What the task asks
In the material below, find each line that contains the word "black" and copy it.

Input data
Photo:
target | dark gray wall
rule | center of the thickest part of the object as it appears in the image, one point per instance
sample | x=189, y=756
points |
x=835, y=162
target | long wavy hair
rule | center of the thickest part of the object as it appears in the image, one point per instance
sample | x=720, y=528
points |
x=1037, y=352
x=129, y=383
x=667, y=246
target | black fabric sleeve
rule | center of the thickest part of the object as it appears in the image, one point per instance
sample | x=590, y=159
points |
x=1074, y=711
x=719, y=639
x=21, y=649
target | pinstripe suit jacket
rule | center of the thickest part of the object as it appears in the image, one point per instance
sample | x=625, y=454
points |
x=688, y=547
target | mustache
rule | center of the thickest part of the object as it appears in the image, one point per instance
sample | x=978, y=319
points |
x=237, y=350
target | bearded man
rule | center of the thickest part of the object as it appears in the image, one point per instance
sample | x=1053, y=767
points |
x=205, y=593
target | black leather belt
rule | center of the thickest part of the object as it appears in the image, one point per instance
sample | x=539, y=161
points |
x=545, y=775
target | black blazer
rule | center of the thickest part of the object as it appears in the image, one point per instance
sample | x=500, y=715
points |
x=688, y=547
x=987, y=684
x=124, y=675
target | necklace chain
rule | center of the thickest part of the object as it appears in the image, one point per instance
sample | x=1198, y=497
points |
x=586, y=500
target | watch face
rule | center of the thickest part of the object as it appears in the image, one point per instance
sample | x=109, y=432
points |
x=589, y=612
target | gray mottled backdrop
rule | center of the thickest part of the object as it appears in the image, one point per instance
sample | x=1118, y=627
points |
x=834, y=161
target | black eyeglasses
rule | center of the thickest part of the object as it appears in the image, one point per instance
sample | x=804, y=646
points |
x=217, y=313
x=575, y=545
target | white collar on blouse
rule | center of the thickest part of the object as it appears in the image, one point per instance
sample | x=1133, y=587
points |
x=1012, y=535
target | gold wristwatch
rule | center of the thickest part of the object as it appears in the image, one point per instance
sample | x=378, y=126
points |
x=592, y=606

Exercise result
target | black fabric sleeve
target | black leather belt
target | black blazer
target | black eyeglasses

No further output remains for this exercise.